**Задание A:**
Ответьте по фрагменту о фреске Мазаччо, каждый ответ с новой строки с той же пометкой:
(i) В каком году архитектор решил поставить новый свод над фреской?
(ii) С чего Мазаччо начал изображать Адама?
(iii) Статую какого императора, по словам ученого из Вены, напоминает Адам Мазолино?
**Задание B:** Перепишите из фрагмента о фреске Мазаччо отрывок между словами «По правде говоря, что» и «в дверях рая.» включительно.

**Фрагмент текста:**
....................

Прежде всего Мазаччо написал разрушенное небо.
По правде говоря, что касается неба, пришлось ждать ровно триста тридцать три года, чтобы в 1747 году архитектор пожелал разместить на тридцать сантиметров выше фрески новый поддерживающий свод в круглой арке. Таким образом он укрепил вход в капеллу Бранкаччи церкви Санта-Мария дель Кармине во Флоренции, и именно тогда пропала голова ангела.
Крылья были подрезаны.
Меч сломан[121].
Во второй день 1414 года, с самого края, слева, по-прежнему болтаясь на лесах перед фреской, Мазаччо приступил к изображению двери, через которую первый человек покинул первый мир.
Он начал с правой ноги Адама, стоящего в дверях рая.
На третий день вслед за этой ногой художник написал все тело первого человека.
Черты человека Мазаччо позаимствовал у «Искушения Адама в раю», которое уже написал его учитель Мазолино (и которое по-прежнему находится напротив, на правой стене часовни): выдающийся подбородок, сильные плечи, сутулая спина, круглые ягодицы, плоский живот, тело, едва поросшее волосками, короткий член, продолговатые бедра, бледные тонкие щиколотки.
Четыре столетия спустя ученый из Вены доказал, что Адам Мазолино, которого повторял Адам Мазаччо, в свою очередь, позаимствовал черты у римской статуи I века, изображающей императора Тиберия.
Тринадцатого марта 37 года император Тиберий умер после того, как вонзил рогатину в бок кабана. Тут он ощутил колотье. Он приказал принести носилки и лег на них. Его левую руку свела судорога, и он не мог ее разжать. Невозможно было забрать у него перстни и печать. Он умер в своей спальне на вилле в Мизене, с подушкой на лице, потому что Макрон хотел приглушить испускаемые им вопли.
На четвертый день 1414 года Мазаччо изобразил рыдающую Еву — она направляется в мир, который обнаружила еще до того, как Адам его заметил.
Адам держится позади нее.
Любопытно, что во всей сцене именно дряблый член Адама освещен ярче всего. Ева бледна. У нее тяжелый живот. Лицо ее обращено вперед, к небу. Мужчина прячет свое лицо — склоненное к земле. Его плечи согнуты. Лицо первой женщины вытягивается, она открывает рот, рыдает при виде этого мира. А он — первый мужчина и ничего не хочет видеть. Первый мужчина лишен лица — таков же он и на стенах случайно сохранившихся самых древних пещер, которые старше земледелия, старше истории.
Любовники всегда воображают, что находятся у истоков человечества: как в первый день, они умеют пользоваться его древнейшим отличительным признаком, который обнаруживают у себя между ног и, того и гляди, пустят в ход опять и опять, пока глаза их блестят от непонятного нетерпения.

....................

**Исходные строки:**

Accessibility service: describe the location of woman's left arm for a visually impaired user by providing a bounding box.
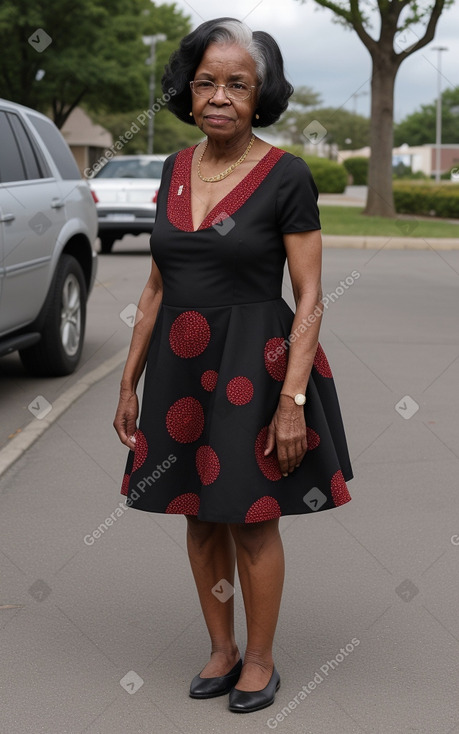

....................

**Ответ A:**
(i) В 1747 году.
(ii) С правой ноги Адама, стоящего в дверях рая.
(iii) Статую императора Тиберия.

**Ответ B:**
По правде говоря, что касается неба, пришлось ждать ровно триста тридцать три года, чтобы в 1747 году архитектор пожелал разместить на тридцать сантиметров выше фрески новый поддерживающий свод в круглой арке. Таким образом он укрепил вход в капеллу Бранкаччи церкви Санта-Мария дель Кармине во Флоренции, и именно тогда пропала голова ангела.
Крылья были подрезаны.
Меч сломан[121].
Во второй день 1414 года, с самого края, слева, по-прежнему болтаясь на лесах перед фреской, Мазаччо приступил к изображению двери, через которую первый человек покинул первый мир.
Он начал с правой ноги Адама, стоящего в дверях рая.